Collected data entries
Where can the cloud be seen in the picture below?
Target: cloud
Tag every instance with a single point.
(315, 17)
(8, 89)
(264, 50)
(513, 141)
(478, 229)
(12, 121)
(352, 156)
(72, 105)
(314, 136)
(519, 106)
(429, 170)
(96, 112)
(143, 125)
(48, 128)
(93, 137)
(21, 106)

What you should do ::
Write out the entire listing above line for line, without changing a single character.

The solution ::
Where can the cloud be seen in the picture below?
Target: cloud
Tag every instance with a single point.
(315, 17)
(8, 89)
(264, 50)
(513, 141)
(478, 229)
(12, 121)
(352, 156)
(72, 105)
(314, 136)
(519, 106)
(429, 170)
(96, 112)
(143, 125)
(48, 128)
(93, 137)
(21, 106)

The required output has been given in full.